## [EXERCISE INSTRUCTIONS]
Look through the records, and wherever the string "overgrown" turns up, copy out that line.

Natural language region descriptions:
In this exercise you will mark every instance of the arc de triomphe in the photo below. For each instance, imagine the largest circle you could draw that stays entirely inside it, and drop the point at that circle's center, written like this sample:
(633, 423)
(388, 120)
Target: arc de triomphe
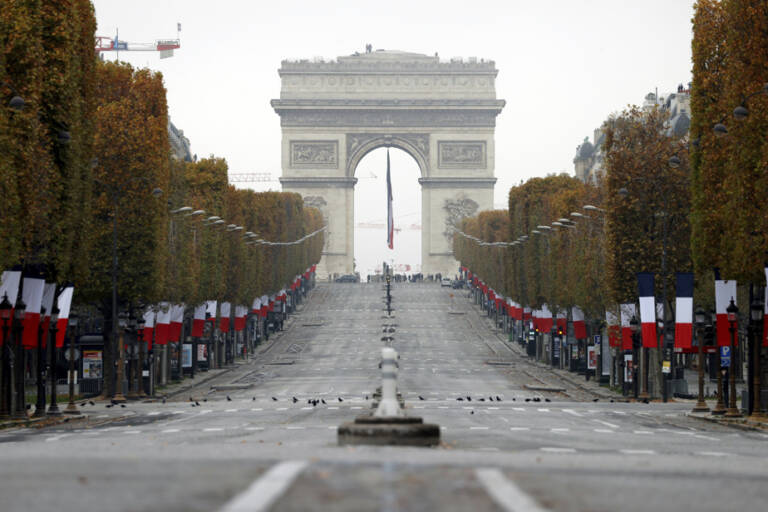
(441, 113)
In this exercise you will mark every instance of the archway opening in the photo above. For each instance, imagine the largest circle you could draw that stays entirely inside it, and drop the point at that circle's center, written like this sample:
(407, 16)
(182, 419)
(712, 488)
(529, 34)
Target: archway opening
(371, 213)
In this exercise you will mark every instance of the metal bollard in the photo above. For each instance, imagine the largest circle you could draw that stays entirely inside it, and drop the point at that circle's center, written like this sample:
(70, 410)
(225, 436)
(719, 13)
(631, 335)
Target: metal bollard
(388, 406)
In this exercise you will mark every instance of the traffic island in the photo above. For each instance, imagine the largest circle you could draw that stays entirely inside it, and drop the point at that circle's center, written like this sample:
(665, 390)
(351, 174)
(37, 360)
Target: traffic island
(391, 431)
(388, 425)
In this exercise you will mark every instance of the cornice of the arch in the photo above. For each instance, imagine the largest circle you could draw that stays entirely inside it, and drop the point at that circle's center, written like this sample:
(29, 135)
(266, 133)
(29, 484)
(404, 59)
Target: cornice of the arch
(415, 144)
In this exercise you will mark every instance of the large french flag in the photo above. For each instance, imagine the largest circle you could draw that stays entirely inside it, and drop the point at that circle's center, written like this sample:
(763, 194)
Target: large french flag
(49, 294)
(579, 326)
(684, 310)
(390, 218)
(561, 321)
(163, 324)
(645, 285)
(614, 328)
(32, 295)
(198, 321)
(627, 312)
(765, 311)
(177, 320)
(210, 309)
(64, 304)
(724, 292)
(149, 328)
(225, 312)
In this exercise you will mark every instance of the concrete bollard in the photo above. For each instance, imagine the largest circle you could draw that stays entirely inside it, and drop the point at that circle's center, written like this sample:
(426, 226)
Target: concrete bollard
(388, 406)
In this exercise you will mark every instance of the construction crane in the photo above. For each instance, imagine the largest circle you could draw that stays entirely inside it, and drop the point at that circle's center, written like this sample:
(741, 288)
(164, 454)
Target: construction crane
(251, 177)
(164, 46)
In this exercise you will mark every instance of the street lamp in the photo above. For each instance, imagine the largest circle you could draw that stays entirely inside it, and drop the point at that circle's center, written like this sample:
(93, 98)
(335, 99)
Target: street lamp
(700, 317)
(5, 316)
(72, 324)
(732, 310)
(634, 326)
(756, 313)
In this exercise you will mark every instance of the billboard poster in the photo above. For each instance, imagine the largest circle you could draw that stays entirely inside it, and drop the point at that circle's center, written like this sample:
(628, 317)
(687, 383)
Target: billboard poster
(92, 364)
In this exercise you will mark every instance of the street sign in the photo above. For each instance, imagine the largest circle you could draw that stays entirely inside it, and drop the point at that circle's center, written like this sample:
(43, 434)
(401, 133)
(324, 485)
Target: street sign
(725, 357)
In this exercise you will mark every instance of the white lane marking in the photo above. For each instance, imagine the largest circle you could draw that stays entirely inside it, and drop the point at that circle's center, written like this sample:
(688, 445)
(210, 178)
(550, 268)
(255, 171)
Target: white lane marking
(557, 449)
(606, 423)
(504, 492)
(266, 489)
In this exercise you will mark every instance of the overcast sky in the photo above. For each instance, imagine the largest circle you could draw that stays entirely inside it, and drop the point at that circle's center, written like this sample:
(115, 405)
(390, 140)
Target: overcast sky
(564, 66)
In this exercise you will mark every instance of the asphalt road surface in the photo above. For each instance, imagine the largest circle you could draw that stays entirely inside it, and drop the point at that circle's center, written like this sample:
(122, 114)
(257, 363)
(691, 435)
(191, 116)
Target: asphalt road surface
(261, 450)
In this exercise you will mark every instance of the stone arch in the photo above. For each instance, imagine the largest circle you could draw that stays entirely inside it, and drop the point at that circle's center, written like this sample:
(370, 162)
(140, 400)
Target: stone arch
(359, 145)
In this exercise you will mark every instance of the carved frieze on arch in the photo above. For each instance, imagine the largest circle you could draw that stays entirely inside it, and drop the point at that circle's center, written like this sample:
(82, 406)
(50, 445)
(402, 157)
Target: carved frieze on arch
(415, 144)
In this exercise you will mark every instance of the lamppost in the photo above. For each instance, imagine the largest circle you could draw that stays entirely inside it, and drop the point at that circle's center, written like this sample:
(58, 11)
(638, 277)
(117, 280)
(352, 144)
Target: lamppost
(756, 313)
(732, 310)
(72, 324)
(53, 408)
(115, 193)
(122, 321)
(5, 316)
(700, 319)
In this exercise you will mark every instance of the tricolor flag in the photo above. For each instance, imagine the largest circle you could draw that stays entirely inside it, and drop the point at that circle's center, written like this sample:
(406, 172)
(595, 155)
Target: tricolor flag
(32, 294)
(613, 327)
(546, 319)
(765, 310)
(225, 313)
(177, 320)
(645, 285)
(684, 310)
(149, 328)
(49, 293)
(163, 323)
(198, 321)
(64, 303)
(390, 218)
(627, 312)
(562, 322)
(579, 326)
(724, 292)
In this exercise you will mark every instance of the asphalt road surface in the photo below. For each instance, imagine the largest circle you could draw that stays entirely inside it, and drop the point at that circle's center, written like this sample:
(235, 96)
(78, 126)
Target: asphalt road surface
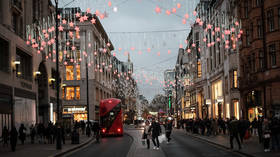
(108, 147)
(183, 145)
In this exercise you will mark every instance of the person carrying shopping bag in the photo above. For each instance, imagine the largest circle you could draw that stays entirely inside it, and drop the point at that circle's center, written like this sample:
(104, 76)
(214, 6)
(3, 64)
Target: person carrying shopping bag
(155, 129)
(146, 134)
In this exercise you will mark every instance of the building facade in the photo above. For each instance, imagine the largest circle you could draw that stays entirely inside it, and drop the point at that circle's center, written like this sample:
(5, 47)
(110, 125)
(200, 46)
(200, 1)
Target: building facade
(211, 86)
(27, 88)
(87, 59)
(260, 58)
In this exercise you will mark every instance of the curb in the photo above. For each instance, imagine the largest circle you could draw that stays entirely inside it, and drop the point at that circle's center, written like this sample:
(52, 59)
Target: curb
(59, 154)
(220, 145)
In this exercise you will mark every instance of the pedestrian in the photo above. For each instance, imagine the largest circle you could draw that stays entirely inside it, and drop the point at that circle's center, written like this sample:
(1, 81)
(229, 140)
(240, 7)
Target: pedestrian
(13, 138)
(233, 132)
(32, 133)
(255, 127)
(168, 130)
(5, 136)
(22, 133)
(266, 135)
(147, 134)
(260, 123)
(155, 129)
(83, 126)
(275, 128)
(96, 131)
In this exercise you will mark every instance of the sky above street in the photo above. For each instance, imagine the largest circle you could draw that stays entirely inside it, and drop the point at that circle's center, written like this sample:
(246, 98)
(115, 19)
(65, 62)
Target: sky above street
(143, 29)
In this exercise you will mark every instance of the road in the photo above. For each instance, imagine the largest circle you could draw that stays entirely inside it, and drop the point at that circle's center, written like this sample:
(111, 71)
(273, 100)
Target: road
(183, 145)
(109, 146)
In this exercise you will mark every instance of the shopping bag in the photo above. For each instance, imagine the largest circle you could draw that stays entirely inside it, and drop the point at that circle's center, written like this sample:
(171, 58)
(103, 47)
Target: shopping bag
(162, 138)
(143, 142)
(247, 135)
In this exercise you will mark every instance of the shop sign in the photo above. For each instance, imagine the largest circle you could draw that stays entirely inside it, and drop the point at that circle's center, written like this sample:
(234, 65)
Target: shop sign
(26, 85)
(220, 99)
(208, 102)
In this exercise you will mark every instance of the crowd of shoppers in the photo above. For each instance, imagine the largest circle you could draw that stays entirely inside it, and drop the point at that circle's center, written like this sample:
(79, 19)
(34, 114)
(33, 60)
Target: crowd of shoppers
(43, 134)
(267, 130)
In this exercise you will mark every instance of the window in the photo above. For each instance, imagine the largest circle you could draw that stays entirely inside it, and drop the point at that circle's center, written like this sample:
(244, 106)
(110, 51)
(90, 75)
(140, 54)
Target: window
(272, 52)
(261, 60)
(4, 55)
(78, 94)
(253, 58)
(198, 69)
(246, 9)
(279, 18)
(259, 28)
(78, 71)
(248, 40)
(226, 84)
(235, 81)
(258, 3)
(69, 72)
(70, 93)
(270, 20)
(24, 69)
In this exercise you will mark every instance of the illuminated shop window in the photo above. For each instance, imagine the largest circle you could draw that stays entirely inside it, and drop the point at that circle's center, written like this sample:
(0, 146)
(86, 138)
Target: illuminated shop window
(70, 93)
(198, 69)
(78, 94)
(69, 72)
(235, 81)
(78, 71)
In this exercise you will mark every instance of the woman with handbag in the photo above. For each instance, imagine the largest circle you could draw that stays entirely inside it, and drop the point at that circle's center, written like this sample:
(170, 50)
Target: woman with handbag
(147, 134)
(266, 135)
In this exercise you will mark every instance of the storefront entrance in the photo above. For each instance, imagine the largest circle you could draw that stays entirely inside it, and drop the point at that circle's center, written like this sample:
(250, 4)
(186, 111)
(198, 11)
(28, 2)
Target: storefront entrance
(255, 112)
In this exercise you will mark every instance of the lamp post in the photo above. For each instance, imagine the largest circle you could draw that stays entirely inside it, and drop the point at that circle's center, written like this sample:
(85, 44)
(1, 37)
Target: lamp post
(58, 141)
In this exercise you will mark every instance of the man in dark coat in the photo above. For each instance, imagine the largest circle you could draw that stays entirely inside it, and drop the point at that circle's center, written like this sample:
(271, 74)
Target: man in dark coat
(22, 133)
(156, 131)
(5, 136)
(13, 138)
(233, 132)
(168, 130)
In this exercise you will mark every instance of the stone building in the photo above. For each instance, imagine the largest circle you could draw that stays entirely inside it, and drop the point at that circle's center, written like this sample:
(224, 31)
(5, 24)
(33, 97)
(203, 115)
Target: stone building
(27, 90)
(212, 70)
(260, 58)
(91, 54)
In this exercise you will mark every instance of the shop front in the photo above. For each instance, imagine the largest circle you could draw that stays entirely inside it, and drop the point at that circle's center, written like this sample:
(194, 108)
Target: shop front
(217, 99)
(79, 112)
(253, 103)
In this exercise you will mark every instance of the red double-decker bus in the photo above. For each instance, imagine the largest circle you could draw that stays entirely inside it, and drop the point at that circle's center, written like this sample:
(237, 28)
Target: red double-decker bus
(111, 117)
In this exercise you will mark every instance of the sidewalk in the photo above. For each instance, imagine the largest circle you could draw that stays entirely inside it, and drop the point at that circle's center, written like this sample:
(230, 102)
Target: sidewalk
(137, 149)
(250, 147)
(43, 150)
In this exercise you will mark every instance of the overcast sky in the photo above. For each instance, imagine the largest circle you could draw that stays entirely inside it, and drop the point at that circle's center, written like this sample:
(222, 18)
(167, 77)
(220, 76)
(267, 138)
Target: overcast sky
(136, 25)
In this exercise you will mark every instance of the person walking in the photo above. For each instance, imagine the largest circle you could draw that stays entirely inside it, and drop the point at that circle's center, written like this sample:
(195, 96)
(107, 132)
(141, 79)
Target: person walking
(96, 131)
(5, 136)
(168, 130)
(32, 133)
(156, 131)
(233, 132)
(147, 134)
(266, 135)
(13, 138)
(22, 133)
(255, 127)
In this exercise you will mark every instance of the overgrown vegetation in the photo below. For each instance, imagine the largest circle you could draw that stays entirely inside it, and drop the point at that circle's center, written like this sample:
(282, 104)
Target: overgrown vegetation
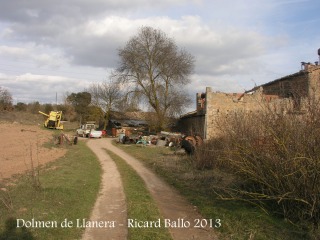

## [RESULT OF THE TASK]
In this exercise you will mark every instance of the overgrown vegetation in the photo below. For each instance, imagine the largest circle you could draw that stays entirely inside it, and drop the point at that circle's center, written like this sample:
Target: overgrown vegetation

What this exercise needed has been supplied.